───── EXTRACTED TEXT

Minister for Aboriginal Affairs and Reconciliation

Minister for Correctional Services

Member of the South Australian Legislative Council
- In office 7 December 1985 – 18 February 2006
- Succeeded by: Bernard Finnigan

Personal details
- Born: Terance Gerald Roberts 28 January 1946 Millicent, South Australia
- Died: 18 February 2006 (aged 60)
- Party: Labor (SA)

= Terry Roberts (politician) =

Australian politician (1946–2006)

Terance Gerald "Terry" Roberts (28 January 1946 - 18 February 2006) was a member of the South Australian Legislative Council between 1985 and 2006. At the time of his death, he was a Minister for Aboriginal Affairs and Reconciliation and Correctional Services in the South Australian government.

==Early life and education==
Roberts was born on 28 January 1946 and educated at Millicent High School in Millicent, South Australia at Mount Gambier, and later Sydney Tech.

──────────
───── ENTRIES PROVIDED

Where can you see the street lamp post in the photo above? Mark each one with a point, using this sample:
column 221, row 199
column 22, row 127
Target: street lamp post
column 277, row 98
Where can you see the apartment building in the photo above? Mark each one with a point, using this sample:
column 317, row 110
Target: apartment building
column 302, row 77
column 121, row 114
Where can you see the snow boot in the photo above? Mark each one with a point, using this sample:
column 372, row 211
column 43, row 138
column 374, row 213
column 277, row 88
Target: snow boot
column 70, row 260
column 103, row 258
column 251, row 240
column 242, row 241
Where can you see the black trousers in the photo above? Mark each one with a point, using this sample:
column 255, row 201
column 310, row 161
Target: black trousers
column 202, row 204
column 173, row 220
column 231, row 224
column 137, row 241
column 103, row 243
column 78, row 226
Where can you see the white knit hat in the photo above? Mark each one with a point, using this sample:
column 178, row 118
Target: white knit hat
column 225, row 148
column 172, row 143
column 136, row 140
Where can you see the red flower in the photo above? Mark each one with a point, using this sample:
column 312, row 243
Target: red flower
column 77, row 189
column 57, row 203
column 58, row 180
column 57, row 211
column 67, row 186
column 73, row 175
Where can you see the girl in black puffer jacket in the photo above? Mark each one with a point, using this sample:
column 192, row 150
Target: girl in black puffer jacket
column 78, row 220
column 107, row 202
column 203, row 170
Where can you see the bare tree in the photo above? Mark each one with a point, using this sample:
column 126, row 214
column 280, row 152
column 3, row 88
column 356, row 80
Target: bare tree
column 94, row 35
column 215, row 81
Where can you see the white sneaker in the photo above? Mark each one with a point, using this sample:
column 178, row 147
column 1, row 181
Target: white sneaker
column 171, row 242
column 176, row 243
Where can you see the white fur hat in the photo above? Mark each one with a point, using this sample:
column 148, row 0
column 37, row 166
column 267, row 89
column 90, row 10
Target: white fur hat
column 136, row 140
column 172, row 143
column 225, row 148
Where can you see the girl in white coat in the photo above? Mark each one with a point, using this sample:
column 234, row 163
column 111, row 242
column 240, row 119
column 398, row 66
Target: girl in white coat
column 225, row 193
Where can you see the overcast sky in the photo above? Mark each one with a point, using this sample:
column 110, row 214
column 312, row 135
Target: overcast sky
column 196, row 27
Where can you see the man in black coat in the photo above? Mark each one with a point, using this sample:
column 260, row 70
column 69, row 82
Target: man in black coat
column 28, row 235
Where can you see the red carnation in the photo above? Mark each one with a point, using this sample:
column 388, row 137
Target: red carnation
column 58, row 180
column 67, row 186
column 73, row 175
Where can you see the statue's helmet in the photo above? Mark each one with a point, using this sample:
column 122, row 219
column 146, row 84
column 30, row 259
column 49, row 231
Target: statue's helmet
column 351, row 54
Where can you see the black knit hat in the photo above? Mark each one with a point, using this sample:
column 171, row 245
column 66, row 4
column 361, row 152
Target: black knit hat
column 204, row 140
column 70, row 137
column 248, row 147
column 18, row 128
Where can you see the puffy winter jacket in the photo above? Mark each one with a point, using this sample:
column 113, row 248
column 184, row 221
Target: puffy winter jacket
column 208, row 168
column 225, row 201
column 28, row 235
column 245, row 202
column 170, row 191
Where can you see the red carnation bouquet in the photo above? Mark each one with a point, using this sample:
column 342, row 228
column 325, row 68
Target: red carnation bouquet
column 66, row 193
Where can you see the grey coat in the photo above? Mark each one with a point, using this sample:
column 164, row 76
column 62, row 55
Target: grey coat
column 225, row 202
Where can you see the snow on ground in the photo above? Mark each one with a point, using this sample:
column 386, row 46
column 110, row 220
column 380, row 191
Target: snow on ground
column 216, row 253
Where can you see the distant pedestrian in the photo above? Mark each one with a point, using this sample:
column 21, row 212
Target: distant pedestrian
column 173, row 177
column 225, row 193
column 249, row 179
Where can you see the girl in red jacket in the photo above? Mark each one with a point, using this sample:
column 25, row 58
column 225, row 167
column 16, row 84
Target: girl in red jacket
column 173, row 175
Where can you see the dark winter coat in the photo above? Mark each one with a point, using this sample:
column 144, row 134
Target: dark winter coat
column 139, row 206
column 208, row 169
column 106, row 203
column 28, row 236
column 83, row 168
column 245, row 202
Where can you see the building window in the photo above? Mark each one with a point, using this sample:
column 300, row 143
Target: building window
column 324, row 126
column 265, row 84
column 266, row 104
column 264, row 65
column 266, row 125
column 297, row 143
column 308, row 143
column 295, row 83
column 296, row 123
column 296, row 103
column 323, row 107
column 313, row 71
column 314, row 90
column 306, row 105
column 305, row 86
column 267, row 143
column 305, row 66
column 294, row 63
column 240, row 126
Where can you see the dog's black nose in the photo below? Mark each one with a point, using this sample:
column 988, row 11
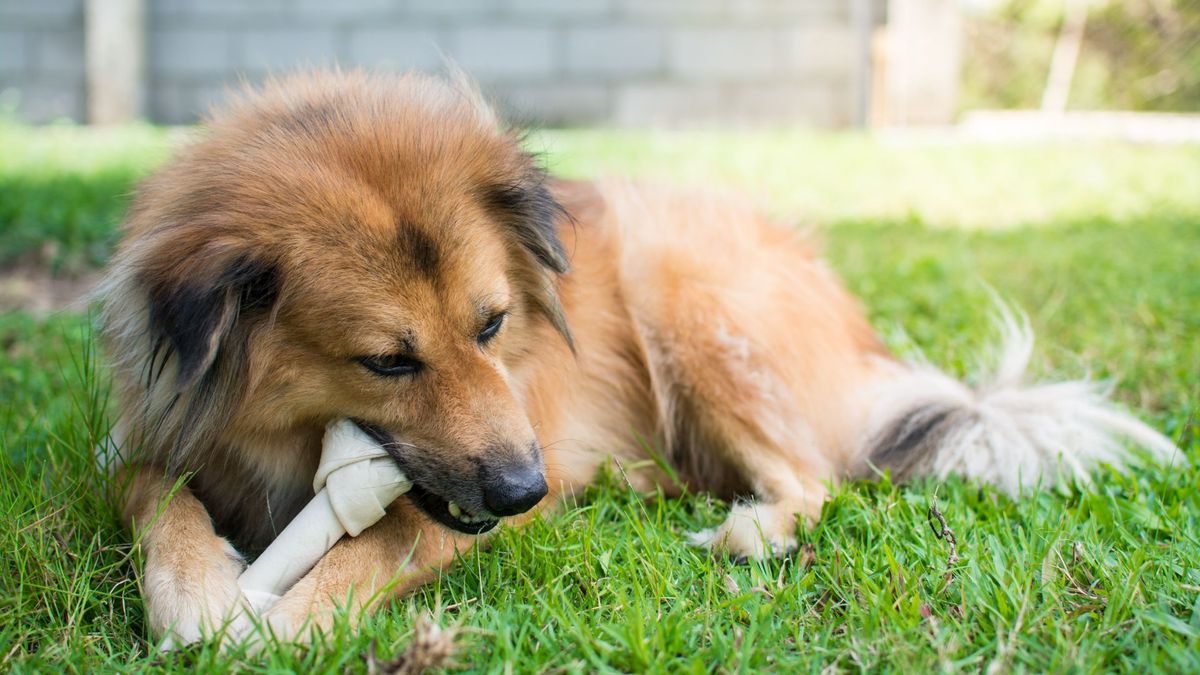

──────────

◆ **PROMPT 1**
Answer these questions from the article on Terry Roberts:
(a) Who succeeded Roberts in the South Australian Legislative Council?
(b) Which party did Roberts belong to?
(c) How old was Roberts when he died?
◆ **PROMPT 2**
In the article on Terry Roberts, take the part that opens with the words "Personal details" and closes with "Australian politician (1946–2006)", and write it out again with "Died" swapped for "Death".

◆ **WRITTEN RESPONSE 1**
(a) Bernard Finnigan
(b) Labor (SA)
(c) 60

◆ **WRITTEN RESPONSE 2**
Personal details
- Born: Terance Gerald Roberts 28 January 1946 Millicent, South Australia
- Death: 18 February 2006 (aged 60)
- Party: Labor (SA)

= Terry Roberts (politician) =

Australian politician (1946–2006)